GIVEN PASSAGE:

____

Shii News – Academic Items
1.We are pleased to announce the launch of “The Emamzadeh Yahya at Varamin: An Online Exhibition of an Iranian Shrine.”
An online exhibition, exhibition catalog, and academic edited volume in one, this website offers an alternative museological space for exploring the Emamzadeh Yahya’s many looks, functions, resonances, and stories over the last 700 years. The mirrored website in English and Persian includes six thematic galleries with over 70 contributions, including essays, films, digital interactives, and catalog entries. Through its holistic exploration of the shrine’s complex and layered histories, this website seeks to nuance and improve how the site is understood across many audiences and contexts.
The primary aim of this project is to increase awareness and understanding of the Emamzadeh Yahya and its dispersed collections and archives worldwide, without pursuing commercial, political, or institutional objectives. The project has been created and governed by individuals beyond institutions and is committed to the open and equitable dissemination of knowledge.
The website is an independent production of 33 Arches and is hosted by Khamseen: Islamic Art History Online.
https://khamseen-emamzadeh-yahya-varamin.hart.lsa.umich.edu
For questions about the project or website, please contact: Dr. Keelan Overton, Director, keelanoahu@yahoo.com
YouTube channel (for our films): www.youtube.com/@EmamzadehYahyaExhibition2024
Instagram: eyvexpo2024 (for basic posts, news)

____

GIVEN TASK: Could you write what follows the Emamzadeh Yahya exhibition announcement, starting after its final line? The items that come next are separate from the Emamzadeh Yahya exhibition announcement.

____

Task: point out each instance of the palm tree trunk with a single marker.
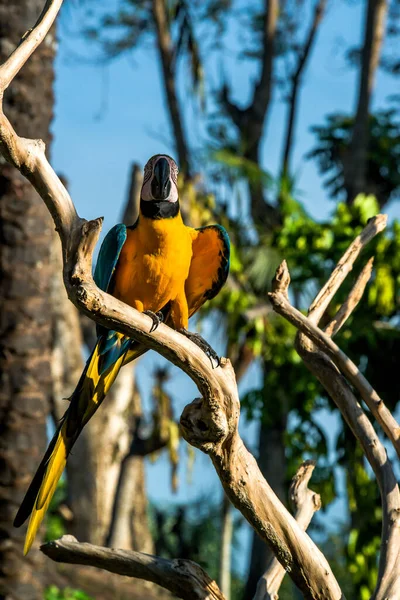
(25, 327)
(355, 165)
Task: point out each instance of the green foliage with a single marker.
(312, 249)
(192, 531)
(383, 173)
(55, 593)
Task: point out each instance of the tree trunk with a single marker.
(166, 57)
(303, 57)
(25, 329)
(225, 567)
(129, 526)
(356, 161)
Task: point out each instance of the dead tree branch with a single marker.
(305, 503)
(209, 423)
(184, 578)
(319, 356)
(351, 301)
(376, 405)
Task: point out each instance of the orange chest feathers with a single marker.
(154, 263)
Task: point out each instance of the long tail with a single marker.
(102, 367)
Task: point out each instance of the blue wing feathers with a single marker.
(111, 344)
(223, 270)
(109, 255)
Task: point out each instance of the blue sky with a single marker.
(106, 117)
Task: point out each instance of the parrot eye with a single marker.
(174, 172)
(147, 171)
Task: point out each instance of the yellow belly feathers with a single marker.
(153, 267)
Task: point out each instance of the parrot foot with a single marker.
(157, 318)
(197, 339)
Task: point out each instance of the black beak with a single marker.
(161, 182)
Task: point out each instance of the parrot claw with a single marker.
(197, 339)
(157, 318)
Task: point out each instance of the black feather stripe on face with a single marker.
(159, 210)
(148, 169)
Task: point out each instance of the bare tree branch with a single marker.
(209, 423)
(344, 266)
(305, 502)
(382, 414)
(337, 387)
(303, 57)
(351, 301)
(184, 578)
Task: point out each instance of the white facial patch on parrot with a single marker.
(146, 193)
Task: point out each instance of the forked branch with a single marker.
(184, 578)
(210, 423)
(325, 360)
(305, 503)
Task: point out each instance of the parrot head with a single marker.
(159, 195)
(160, 180)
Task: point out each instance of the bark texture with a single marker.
(25, 328)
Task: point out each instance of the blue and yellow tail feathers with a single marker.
(111, 352)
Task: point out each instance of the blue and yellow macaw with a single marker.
(160, 267)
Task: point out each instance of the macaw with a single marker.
(160, 267)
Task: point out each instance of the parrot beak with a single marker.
(161, 182)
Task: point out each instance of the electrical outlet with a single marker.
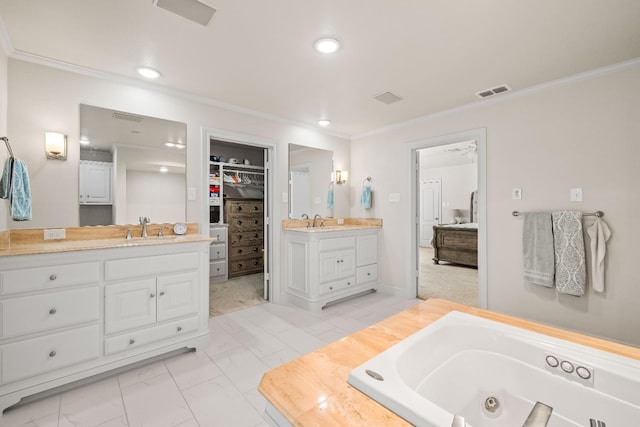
(54, 234)
(576, 194)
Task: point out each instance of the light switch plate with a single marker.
(576, 194)
(516, 193)
(191, 193)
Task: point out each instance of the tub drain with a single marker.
(491, 404)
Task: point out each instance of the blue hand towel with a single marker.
(20, 192)
(365, 198)
(330, 197)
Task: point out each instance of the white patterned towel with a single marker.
(568, 244)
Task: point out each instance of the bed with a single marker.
(458, 243)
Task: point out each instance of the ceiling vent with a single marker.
(493, 91)
(388, 98)
(127, 117)
(193, 10)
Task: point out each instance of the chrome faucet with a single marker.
(144, 221)
(539, 415)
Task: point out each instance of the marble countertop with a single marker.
(92, 244)
(312, 390)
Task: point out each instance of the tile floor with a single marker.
(217, 387)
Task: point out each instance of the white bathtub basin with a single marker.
(458, 363)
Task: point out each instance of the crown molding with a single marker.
(565, 81)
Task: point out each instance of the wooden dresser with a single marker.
(246, 232)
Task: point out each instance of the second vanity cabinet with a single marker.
(326, 266)
(66, 316)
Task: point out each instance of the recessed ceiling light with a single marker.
(327, 45)
(147, 72)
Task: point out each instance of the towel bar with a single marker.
(598, 214)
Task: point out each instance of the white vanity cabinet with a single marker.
(95, 182)
(67, 316)
(326, 266)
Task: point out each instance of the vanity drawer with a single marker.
(32, 279)
(338, 285)
(337, 243)
(25, 315)
(146, 336)
(245, 266)
(150, 266)
(218, 268)
(367, 273)
(43, 354)
(217, 251)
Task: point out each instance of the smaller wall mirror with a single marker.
(310, 184)
(130, 166)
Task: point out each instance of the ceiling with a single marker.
(258, 55)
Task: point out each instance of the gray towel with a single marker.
(569, 252)
(537, 248)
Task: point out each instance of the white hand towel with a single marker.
(598, 233)
(568, 244)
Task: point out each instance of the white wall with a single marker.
(457, 183)
(579, 133)
(4, 204)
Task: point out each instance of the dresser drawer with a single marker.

____

RESPONSE FOR THIS EXERCISE:
2. Zahra Institute: 2025 Spring Speaker Series Begins on February 5
We are excited to bring together a great lineup of lectures for our 2025 Spring Speaker Series. Please join us to learn more about Kurdish women’s histories, Alevi Kurdish music, Yezidi shrines, and more! The series kicks off on February 5 with Ahmet Kuru speaking on “Populism, Islamism, and Nationalism: A New Partnership Worldwide.”
For more information on Zahra Institute’s upcoming events, please see the program and event flyers attached and visit our website: https://www.zahrainstitute.org/
Critical Muslim Studies Program: Featured Lecture
Populism, Islamism, and Nationalism: A New Partnership Worldwide
Wednesday, 5 February: 12pm Central / 1pm Eastern
Zoom link: https://zoom.us/j/94922534268?pwd=pZySRzwpE33a9AvPeVZ2AcAjTTaAVU.1
Ahmet T. Kuru (Ph.D., University of Washington) is the director of the Center for Islamic and Arabic Studies at San Diego State University. His recent book, Islam, Authoritarianism, and Underdevelopment: A Global and Historical Comparison (Cambridge University Press, 2019), co-won the American Political Science Association’s International History and Politics Section and was included in the Times Literary Supplement’s Books of the Year.
Vegetarian Diet at the Intersection of Kurdish Identity, Religion, and Class
Wednesday, 19 February: 12pm Central / 1pm Eastern
Zoom link: https://zoom.us/j/96379673159?pwd=myi0KdQtMdeSRkKynz9Iipao0VtsSl.1
Jihan Mohammed (Ph.D., Michigan State University) is a sociologist whose research focuses on investigating how ethnic and sectarian identities are constructed and deconstructed in the contemporary Middle East. She has published work on Kurdish identity and ethno-religious dynamics.
3. Submissions are now open for the 2025 BRISMES Early Career Development Scholarship. The aim of this award is to support activities geared towards strengthening the academic profile and CV of an early career scholar. This year, two awards of £3,000 each are available.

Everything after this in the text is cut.